**EXERCISE TEXT:**
[Start of Attachment]

Steels’s way of imagining the first language users is considerably more practical than his intellectual forebear’s. He manages a group of graduate and postdoctoral students, and together they are building creatures—not unlike the inhabitants of Rousseau’s primeval forest, the Adam and Eve of language.

In the beginning, Steels’s robots had only a single eye and a brain, and their primordial jungle was limited to some basic shapes and colors. Their eyes were black cameras sitting on top of large tripods. Their brains were computers, and their world was a small whiteboard, at which they stared.

Steels made his creatures look at shapes and think about what they saw, and then he encouraged them to talk to one another about it. He is trying to build a linguistic system from the bottom up, as it happened once before, sometime in the last six million years.

Embodiment is crucial. Steels is not modeling language, or a person, or a brain, or a world. His goal is to ground his experiments in hardware that is able to perceive the real physical world. If you go to the lab, you can watch Steels set up his robots and provoke a ricochet of signals between the bodies and the things they perceive; soon a cascade of meaning develops, and a linguistic system emerges before your eyes. Creating a linguistic animal means that, in this context, communication is not a separate, self-contained program, but instead is profoundly shaped by the development of the creature and its world. “These agents are as real as you can get,” said Steels. “They are artificial in the sense that they are built by us, but they operate for real in the real world, just like artificial light gives real light with which you can read a book in the dark.”

[End of Attachment]

**Saved data entries:**
[Start of Attachment]

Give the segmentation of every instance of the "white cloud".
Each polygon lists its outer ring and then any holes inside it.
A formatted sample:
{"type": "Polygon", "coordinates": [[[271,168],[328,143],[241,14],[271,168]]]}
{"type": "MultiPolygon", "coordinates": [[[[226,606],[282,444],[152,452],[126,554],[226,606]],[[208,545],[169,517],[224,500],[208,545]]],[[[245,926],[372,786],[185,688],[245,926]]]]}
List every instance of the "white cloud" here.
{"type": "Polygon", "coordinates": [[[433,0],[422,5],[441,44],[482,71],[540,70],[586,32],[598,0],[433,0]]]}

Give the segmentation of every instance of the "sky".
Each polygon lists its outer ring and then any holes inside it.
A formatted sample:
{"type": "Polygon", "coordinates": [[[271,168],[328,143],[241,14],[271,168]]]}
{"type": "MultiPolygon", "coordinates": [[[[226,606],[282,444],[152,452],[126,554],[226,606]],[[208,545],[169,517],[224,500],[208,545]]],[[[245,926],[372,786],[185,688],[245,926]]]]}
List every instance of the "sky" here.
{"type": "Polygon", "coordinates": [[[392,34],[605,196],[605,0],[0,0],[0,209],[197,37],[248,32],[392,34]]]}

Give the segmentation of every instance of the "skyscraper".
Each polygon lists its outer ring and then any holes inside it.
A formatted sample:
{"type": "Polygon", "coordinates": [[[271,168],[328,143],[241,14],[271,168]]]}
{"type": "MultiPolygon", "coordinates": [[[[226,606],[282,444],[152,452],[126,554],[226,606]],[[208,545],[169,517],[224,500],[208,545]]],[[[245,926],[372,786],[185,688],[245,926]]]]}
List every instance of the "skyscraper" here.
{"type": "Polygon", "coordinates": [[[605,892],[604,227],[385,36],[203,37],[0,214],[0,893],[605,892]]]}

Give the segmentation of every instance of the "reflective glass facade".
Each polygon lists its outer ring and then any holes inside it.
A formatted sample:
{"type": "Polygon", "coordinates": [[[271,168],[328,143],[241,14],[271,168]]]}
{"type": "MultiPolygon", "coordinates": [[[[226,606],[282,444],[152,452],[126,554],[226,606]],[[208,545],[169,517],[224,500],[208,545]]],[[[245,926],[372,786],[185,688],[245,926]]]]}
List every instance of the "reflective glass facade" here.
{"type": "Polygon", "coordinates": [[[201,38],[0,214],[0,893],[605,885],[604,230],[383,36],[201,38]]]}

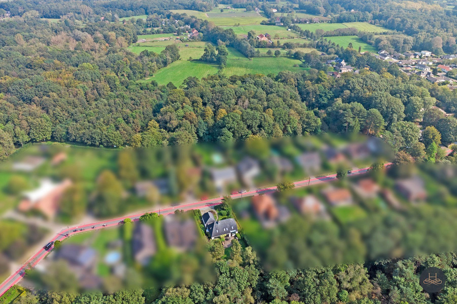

[End of Attachment]

**STUDY QUESTIONS:**
**A)** List everything the passage on Steels's robots says he is not modeling.
**B)** Reproduce the passage on Steels's robots from "Steels made his" down to "six million years.".
The saved data entries are material of their own, apart from the passage.

**TASK ANSWERS:**
**A)** language, a person, a brain, a world

**B)**
Steels made his creatures look at shapes and think about what they saw, and then he encouraged them to talk to one another about it. He is trying to build a linguistic system from the bottom up, as it happened once before, sometime in the last six million years.